- [TASK] Word for word, quote all of the material, omitting the pictures.

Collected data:
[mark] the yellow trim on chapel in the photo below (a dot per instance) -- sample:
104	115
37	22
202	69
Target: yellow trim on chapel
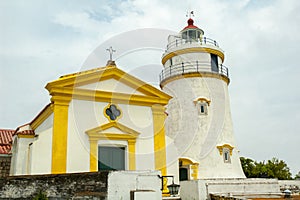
99	74
42	116
60	135
97	134
159	116
192	50
66	88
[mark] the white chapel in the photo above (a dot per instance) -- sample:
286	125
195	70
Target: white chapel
107	119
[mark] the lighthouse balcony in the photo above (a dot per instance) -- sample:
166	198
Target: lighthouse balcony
178	42
192	67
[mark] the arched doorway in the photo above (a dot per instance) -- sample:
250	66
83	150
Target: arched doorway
188	170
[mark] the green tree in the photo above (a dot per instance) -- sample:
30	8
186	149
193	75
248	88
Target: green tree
297	175
278	169
273	168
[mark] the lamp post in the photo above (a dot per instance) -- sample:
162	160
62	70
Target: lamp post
173	188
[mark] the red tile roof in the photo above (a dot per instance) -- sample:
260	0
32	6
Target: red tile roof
24	132
5	140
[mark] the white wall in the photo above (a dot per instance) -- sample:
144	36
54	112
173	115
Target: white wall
199	189
20	164
86	115
121	183
197	136
41	148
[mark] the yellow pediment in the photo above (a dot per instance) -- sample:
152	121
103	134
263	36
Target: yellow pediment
124	87
105	132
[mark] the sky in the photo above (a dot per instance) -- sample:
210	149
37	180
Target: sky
42	40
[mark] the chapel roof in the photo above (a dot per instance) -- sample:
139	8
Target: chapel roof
6	140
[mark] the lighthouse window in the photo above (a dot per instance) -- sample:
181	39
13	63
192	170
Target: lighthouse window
202	108
214	63
192	34
226	155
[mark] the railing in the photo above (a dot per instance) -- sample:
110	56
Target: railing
192	67
200	41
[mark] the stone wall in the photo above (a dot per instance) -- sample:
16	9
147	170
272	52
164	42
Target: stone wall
4	165
292	185
236	188
106	185
61	186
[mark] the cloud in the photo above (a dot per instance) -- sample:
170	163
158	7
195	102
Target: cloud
39	42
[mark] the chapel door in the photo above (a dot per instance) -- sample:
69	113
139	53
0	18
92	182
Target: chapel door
111	158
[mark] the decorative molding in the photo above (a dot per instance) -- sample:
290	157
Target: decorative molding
228	146
97	134
109	117
202	99
195	74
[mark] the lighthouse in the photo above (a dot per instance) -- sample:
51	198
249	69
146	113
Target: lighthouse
199	118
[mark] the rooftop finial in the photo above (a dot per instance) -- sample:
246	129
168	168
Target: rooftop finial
111	51
190	14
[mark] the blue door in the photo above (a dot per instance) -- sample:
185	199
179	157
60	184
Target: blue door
111	158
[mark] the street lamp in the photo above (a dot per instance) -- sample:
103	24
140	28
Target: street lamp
173	188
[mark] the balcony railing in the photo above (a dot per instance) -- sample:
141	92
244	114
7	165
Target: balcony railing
192	67
200	41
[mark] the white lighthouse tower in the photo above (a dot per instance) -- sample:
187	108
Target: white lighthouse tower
199	118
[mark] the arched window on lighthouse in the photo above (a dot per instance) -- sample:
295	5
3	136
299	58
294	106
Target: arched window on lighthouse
226	152
202	104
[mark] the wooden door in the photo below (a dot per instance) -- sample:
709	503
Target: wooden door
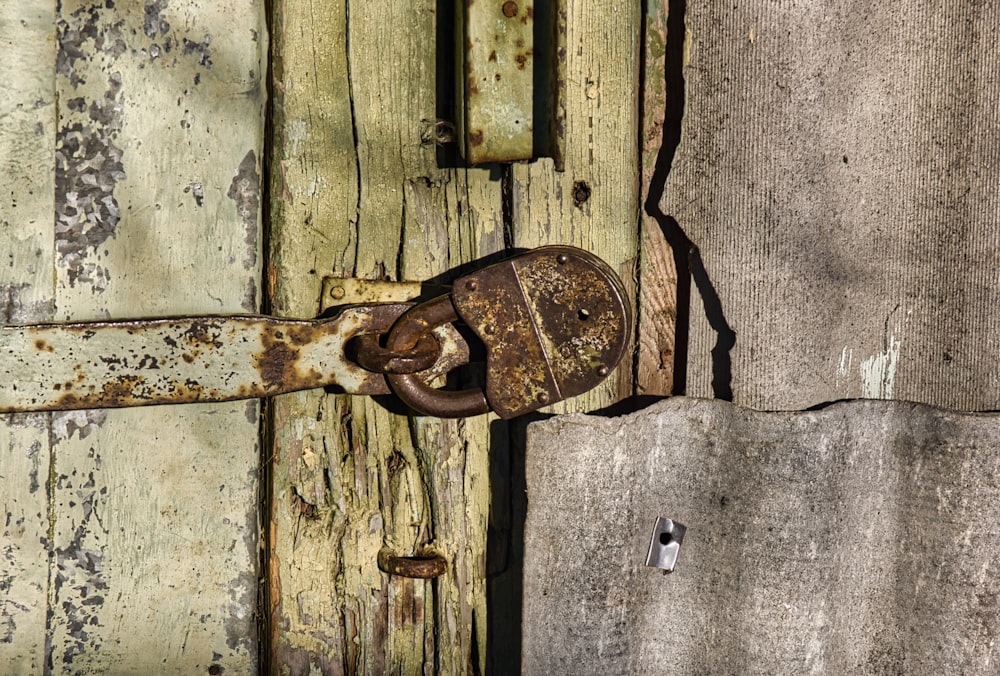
358	189
131	139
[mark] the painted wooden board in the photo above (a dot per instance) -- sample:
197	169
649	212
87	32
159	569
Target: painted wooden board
837	174
149	517
862	538
594	203
358	191
27	293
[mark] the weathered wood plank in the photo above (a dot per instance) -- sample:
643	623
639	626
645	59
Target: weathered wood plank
349	477
152	530
657	313
27	149
594	204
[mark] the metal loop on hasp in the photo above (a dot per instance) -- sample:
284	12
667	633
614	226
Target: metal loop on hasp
405	334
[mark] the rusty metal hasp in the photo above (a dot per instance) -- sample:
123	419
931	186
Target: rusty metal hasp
554	321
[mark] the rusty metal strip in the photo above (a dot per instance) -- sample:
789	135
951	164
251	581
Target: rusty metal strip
182	360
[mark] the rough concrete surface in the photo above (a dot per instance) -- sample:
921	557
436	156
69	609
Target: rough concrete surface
862	538
837	170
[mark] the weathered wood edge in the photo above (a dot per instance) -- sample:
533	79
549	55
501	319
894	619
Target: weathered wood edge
349	478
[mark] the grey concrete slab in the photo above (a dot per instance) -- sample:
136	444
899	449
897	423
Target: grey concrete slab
862	538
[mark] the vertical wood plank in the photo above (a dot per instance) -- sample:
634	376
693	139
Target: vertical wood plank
153	533
27	149
657	312
357	192
594	204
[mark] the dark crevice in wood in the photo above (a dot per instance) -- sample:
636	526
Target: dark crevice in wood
354	131
687	259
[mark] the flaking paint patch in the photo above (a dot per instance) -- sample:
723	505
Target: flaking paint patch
245	192
154	22
88	161
82	423
10	609
14	310
79	583
878	373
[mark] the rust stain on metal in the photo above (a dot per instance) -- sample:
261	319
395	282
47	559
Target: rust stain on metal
277	364
555	321
421	567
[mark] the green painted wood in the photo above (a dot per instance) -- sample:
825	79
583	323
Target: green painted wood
357	191
144	191
27	292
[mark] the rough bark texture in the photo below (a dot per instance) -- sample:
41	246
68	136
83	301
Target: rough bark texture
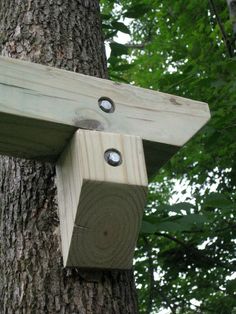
66	34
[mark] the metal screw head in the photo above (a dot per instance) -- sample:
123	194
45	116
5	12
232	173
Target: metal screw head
106	105
113	157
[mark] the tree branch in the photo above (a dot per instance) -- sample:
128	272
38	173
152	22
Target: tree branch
221	26
151	276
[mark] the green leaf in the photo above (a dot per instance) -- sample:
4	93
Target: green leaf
137	10
192	219
218	200
171	227
120	27
231	286
118	49
147	227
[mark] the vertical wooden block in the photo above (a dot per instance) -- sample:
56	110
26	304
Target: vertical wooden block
101	205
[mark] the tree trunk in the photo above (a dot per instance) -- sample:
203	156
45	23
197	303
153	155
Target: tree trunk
65	34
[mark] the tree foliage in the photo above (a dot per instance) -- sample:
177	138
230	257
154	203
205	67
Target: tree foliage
186	251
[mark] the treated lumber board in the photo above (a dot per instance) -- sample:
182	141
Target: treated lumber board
100	206
54	103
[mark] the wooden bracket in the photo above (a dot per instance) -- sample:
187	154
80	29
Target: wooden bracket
101	205
102	179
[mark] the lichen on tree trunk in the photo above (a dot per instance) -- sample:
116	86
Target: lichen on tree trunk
65	34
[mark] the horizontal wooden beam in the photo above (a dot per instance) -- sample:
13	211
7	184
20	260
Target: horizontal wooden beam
101	204
41	107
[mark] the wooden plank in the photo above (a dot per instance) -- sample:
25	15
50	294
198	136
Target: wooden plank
66	101
100	206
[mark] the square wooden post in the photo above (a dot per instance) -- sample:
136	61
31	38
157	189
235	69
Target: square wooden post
101	204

- [SOLUTION]
[mark] the yellow trim on chapel in the photo below (a dot per instance) -- sample:
104	115
37	22
202	69
Target: yellow trim on chapel
99	74
42	116
60	135
97	134
159	116
192	50
66	88
[mark] the white chapel in the photo above (a dot per instance) -- sample:
286	125
195	70
Target: white chapel
107	119
[mark] the lighthouse balcony in the photo above (a dot per instance) -- sample:
166	198
Target: lighthouse balcony
178	42
192	67
[mark] the arched doorway in the photo above (a dot per instance) -- sample:
250	66
83	150
Target: arched doorway
188	170
[mark] the green tree in the photo above (a dot per instance) -- sample:
30	8
186	149
193	75
248	88
Target: green tree
297	175
278	169
273	168
[mark] the lamp post in the photo above (a dot per instance) -- sample:
162	160
62	70
Target: lamp post
173	188
[mark] the red tile roof in the photo above (a dot per instance) -- sample:
260	0
32	6
Target: red tile roof
24	132
5	140
[mark] the white wall in the photo above (a dot per instance) -- sample:
144	36
54	112
173	115
Target: white wall
199	189
20	164
86	115
121	183
197	136
41	148
[mark] the yellow pediment in the photo above (a dot per instance) -- sample:
152	121
103	134
263	36
Target: yellow pediment
124	87
105	132
[mark] the sky in the photo above (a dot per instance) -- sample:
210	149
37	180
Target: sky
42	40
[mark] the chapel roof in the photo above (a dot per instance) -- sample:
139	8
Target: chapel roof
6	140
[mark] the lighthouse window in the photo above (a dot per instance) -- sample:
181	39
13	63
192	170
Target: lighthouse window
202	108
214	63
192	34
226	155
[mark] the railing in the photo above (a dot per instance) -- sample:
110	56
Target: railing
192	67
200	41
[mark] the stone wall in the photo above (a dot per instance) -- sample:
16	9
147	170
272	52
164	42
Target: stone wall
4	165
292	185
236	188
106	185
61	186
[mark] the cloud in the photo above (a dot per instance) -- sample:
170	163
158	7
195	102
Target: cloud
39	42
[mark] the chapel door in the photo above (a dot per instance) -- sample:
69	113
139	53
0	18
92	182
Target: chapel door
111	158
[mark] the decorative molding in the photo above (a dot per instance) -- sample:
290	157
Target: decorative molding
228	146
97	134
109	117
202	99
195	74
[mark] the lighthouse in the photo above (a dot per instance) -- sample:
51	198
249	69
146	113
Target: lighthouse
199	118
[mark] the rooftop finial in the photo above (a dot per instance) -- sample:
246	129
168	168
Target: rooftop finial
111	51
190	14
[mark] the blue door in the photo above (a dot per instance) -- sample:
185	199
179	157
60	184
Target: blue door
111	158
[mark] the street lamp in the photo above (a dot per instance) -- sample:
103	24
140	28
Target: street lamp
173	188
[mark] the balcony railing in the photo above (a dot per instance) -- sample:
141	92
244	114
7	165
Target: balcony railing
192	67
200	41
[mark] the white lighthouse tower in the photo above (a dot per instance) -- sample:
187	108
Target: white lighthouse tower
199	118
[mark] the arched window on lighthouse in the photo above (a dot per instance) -- sample:
295	5
3	136
299	58
294	106
Target: arched window on lighthouse
226	152
202	104
[mark] the wooden door in the photo below (a dot per instance) -- sample:
709	503
Target: wooden door
358	189
131	139
[mark] the painted wooden board in the photo above (a dot per instance) -- sample:
197	169
649	212
87	32
159	569
Target: painted wooden board
837	174
149	517
862	538
594	203
358	191
27	293
[mark] the weathered wood plank in the photo above (a dot per instance) -- sample:
643	623
639	626
645	59
Target: weathered wood plank
349	477
152	530
657	313
27	149
594	204
[mark] the metal loop on hasp in the photo above (a dot per instance) -- sample:
284	12
667	633
614	226
Target: metal loop on hasp
405	334
[mark] the rusty metal hasp in the photo above (a dot per instance) -- sample:
123	419
931	186
Target: rusty metal hasp
554	321
[mark] the rusty metal strip in the photo above (a dot per instance) -- sample:
789	135
951	164
251	581
Target: rusty metal strip
182	360
[mark] the rough concrete surface in the photo above (a dot per instance) -- sample:
921	557
436	156
69	609
Target: rough concrete surface
862	538
837	170
[mark] the weathered wood edge in the photo above (a dot per instance) -- sample:
533	79
549	55
501	319
894	619
Target: weathered wood edge
349	478
[mark] the grey concrete slab in the photo above (a dot per instance) -- sample:
136	444
899	449
897	423
Target: grey concrete slab
862	538
[mark] the vertical wood plank in the photo above (a dot per instance) -- sample:
634	376
693	139
Target: vertical wood plank
153	533
27	149
657	312
357	192
594	204
[mark] the dark crevice in wood in the photo above (a dot per instance) -- sample:
636	526
Target: dark crevice in wood
354	131
687	259
[mark] the flaking paint patch in the photo above (a dot per instance) -- sample:
723	505
Target: flaking paint patch
245	192
154	22
88	161
82	423
10	609
14	310
79	583
878	373
[mark] the rust stain on metal in the photo above (a dot per instance) -- sample:
261	319
395	282
47	559
Target: rust stain on metal
277	364
555	321
421	567
[mark] the green painted wood in the photo above (a dot per instance) -- sample:
825	79
583	323
Target: green painted wood
357	191
144	191
27	292
[mark] the rough bark texture in the photo below (a dot per instance) -- sample:
41	246
68	136
83	301
Target: rough bark texture
66	34
[mark] the metal screw head in the photo above (a dot per instance) -- sample:
123	194
45	116
5	12
232	173
Target: metal screw head
106	105
113	157
[mark] the tree branch in the photo above (a dot per instance) -- sample:
128	272
38	173
152	22
Target: tree branch
221	26
151	276
[mark] the green leaf in the photo above (a dot per instance) -- sample:
4	93
Target: green leaf
137	10
192	219
218	200
171	227
120	27
231	286
118	49
147	227
[mark] the vertical wooden block in the photo above (a dot per instance) -- sample:
56	110
26	304
Target: vertical wooden block
101	205
[mark] the tree trunk in the photo above (a dot per instance) -- sample:
203	156
45	23
197	303
153	155
Target: tree trunk
65	34
[mark] the tree foliage in the photo above (a dot per instance) -- sample:
177	138
230	257
154	203
205	67
Target: tree foliage
186	251
[mark] the treated lumber board in the photo above (a dot per instance) -- sample:
182	141
Target: treated lumber board
100	206
54	103
[mark] the wooden bracket in the photo above (a dot per instance) -- sample:
187	154
80	29
Target: wooden bracket
101	205
102	179
[mark] the lichen on tree trunk in the photo above (a dot per instance) -- sample:
116	86
Target: lichen on tree trunk
65	34
[mark] the horizontal wooden beam in the photo above (a dot per instance) -- sample:
13	211
7	184
20	260
Target: horizontal wooden beam
101	204
41	107
[mark] the wooden plank in the photo above (a dot per instance) -- sample:
25	15
50	294
198	136
Target: wooden plank
66	101
100	206
[mark] the square wooden post in the photo above (a dot per instance) -- sample:
136	61
31	38
157	189
235	69
Target: square wooden post
101	204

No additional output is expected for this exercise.